(Request) Extract everything from the line containing "object_class: yellow petal" down through the final line of the entries below, and reproduce those lines word for word.

-- Start Material for this task --

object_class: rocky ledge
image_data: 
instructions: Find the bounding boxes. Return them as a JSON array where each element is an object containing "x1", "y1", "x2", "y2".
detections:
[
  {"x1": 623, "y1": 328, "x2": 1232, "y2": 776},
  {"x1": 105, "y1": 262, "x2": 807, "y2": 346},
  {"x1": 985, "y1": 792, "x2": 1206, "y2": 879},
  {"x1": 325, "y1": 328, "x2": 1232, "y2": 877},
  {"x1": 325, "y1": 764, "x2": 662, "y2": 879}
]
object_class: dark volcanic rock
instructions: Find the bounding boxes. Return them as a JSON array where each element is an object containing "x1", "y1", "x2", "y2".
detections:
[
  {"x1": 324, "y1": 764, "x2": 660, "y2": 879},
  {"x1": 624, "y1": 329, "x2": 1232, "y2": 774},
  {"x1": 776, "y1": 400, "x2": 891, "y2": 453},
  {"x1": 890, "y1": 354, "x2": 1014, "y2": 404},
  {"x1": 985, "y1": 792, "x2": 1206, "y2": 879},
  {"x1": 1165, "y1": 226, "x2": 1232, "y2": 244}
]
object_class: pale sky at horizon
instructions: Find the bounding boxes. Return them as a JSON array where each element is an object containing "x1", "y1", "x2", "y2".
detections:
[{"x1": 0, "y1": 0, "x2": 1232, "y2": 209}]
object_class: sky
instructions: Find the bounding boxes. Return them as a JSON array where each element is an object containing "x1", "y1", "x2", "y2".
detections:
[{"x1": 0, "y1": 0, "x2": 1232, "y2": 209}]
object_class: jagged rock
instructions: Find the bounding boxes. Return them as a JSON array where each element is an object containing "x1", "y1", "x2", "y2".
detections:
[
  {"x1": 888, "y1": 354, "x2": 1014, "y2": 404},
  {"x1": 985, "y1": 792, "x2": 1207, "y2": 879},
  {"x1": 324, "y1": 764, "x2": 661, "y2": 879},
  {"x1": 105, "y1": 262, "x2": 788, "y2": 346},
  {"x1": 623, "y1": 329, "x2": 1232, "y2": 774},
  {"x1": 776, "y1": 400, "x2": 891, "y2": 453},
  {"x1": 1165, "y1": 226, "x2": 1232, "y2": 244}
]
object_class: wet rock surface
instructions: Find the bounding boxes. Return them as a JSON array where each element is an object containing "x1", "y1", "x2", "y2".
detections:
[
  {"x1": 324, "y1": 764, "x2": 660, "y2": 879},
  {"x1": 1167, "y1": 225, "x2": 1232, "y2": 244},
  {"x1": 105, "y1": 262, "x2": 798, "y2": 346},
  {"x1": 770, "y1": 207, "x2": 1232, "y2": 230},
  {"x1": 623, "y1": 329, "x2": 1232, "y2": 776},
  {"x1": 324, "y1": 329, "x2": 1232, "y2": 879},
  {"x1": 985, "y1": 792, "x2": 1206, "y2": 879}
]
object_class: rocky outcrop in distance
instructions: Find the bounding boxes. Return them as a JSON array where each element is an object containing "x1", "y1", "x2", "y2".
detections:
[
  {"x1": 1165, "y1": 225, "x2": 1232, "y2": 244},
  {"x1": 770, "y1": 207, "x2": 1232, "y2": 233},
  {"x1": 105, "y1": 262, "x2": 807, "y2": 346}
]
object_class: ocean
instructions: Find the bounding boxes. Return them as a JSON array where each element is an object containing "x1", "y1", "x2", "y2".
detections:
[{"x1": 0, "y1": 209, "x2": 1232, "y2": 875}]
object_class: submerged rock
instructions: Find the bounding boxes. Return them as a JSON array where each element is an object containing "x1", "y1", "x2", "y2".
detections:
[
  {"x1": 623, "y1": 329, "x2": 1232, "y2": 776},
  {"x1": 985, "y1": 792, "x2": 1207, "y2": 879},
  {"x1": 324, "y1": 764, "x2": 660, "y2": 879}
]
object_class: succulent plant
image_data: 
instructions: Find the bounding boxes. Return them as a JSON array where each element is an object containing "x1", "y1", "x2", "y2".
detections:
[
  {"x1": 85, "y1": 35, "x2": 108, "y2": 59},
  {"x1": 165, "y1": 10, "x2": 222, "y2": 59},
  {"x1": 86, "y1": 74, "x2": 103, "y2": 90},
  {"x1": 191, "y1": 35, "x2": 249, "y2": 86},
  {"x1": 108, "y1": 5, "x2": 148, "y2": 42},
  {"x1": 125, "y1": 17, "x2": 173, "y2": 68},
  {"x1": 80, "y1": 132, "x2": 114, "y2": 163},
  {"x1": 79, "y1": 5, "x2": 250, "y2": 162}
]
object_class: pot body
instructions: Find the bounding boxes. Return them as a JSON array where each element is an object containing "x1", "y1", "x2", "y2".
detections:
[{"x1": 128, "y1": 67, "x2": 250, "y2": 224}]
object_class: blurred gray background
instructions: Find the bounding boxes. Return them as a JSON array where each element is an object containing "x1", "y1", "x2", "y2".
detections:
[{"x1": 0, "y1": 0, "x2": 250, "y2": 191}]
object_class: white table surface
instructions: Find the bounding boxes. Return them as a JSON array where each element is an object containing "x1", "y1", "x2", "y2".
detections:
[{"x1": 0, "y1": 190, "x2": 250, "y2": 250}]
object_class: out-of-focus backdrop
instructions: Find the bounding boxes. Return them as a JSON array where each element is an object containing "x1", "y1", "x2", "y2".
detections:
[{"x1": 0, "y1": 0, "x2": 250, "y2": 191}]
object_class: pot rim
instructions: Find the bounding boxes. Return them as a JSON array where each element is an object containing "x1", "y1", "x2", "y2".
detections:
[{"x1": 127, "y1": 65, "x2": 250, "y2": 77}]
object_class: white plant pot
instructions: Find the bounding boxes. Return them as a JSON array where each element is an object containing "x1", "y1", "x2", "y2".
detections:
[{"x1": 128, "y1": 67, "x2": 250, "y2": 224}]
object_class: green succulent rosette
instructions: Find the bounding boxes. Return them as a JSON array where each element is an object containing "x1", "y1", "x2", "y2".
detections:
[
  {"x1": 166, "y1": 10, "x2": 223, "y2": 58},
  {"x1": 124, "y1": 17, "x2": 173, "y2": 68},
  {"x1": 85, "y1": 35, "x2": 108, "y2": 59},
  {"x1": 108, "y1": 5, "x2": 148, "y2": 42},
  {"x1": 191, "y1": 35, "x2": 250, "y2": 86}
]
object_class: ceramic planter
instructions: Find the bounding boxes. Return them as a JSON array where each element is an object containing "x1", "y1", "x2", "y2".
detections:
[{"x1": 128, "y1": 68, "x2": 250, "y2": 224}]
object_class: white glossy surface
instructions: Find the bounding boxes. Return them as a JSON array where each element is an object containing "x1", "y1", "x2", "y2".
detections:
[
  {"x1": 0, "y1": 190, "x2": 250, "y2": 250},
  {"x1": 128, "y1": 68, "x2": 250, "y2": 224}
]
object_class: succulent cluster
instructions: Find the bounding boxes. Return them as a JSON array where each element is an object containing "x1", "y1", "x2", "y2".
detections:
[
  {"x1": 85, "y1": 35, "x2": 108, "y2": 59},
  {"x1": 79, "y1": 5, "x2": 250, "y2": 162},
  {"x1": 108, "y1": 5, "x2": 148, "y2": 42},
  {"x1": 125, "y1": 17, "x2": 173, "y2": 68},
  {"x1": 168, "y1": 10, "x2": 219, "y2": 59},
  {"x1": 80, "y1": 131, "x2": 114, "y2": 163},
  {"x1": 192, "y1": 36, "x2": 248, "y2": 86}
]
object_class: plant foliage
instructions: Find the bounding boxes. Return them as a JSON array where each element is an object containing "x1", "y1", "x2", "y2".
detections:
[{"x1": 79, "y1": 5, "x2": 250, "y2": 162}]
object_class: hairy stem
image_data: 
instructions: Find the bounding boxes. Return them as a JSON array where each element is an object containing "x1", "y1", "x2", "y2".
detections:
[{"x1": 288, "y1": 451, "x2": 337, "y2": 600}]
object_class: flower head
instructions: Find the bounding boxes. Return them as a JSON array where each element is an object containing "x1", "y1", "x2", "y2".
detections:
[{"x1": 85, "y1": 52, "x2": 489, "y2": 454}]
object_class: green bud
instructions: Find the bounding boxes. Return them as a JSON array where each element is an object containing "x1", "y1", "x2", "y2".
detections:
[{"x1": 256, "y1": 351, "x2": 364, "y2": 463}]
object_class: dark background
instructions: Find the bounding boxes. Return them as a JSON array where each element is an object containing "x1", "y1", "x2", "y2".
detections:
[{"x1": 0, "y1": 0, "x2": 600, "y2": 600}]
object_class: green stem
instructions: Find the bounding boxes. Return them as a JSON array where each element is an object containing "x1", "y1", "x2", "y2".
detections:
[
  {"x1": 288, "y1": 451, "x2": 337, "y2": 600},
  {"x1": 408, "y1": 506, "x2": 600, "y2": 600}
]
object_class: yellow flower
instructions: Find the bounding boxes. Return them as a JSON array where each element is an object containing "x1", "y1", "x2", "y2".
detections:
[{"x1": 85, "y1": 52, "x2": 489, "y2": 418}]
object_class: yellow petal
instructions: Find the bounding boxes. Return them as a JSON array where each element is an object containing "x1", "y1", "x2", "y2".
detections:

-- End Material for this task --

(Solution below)
object_class: yellow petal
instructions: Find the bounding boxes. Return them as a JSON array where each element is an object containing "x1", "y1", "x2", "y2".
detections:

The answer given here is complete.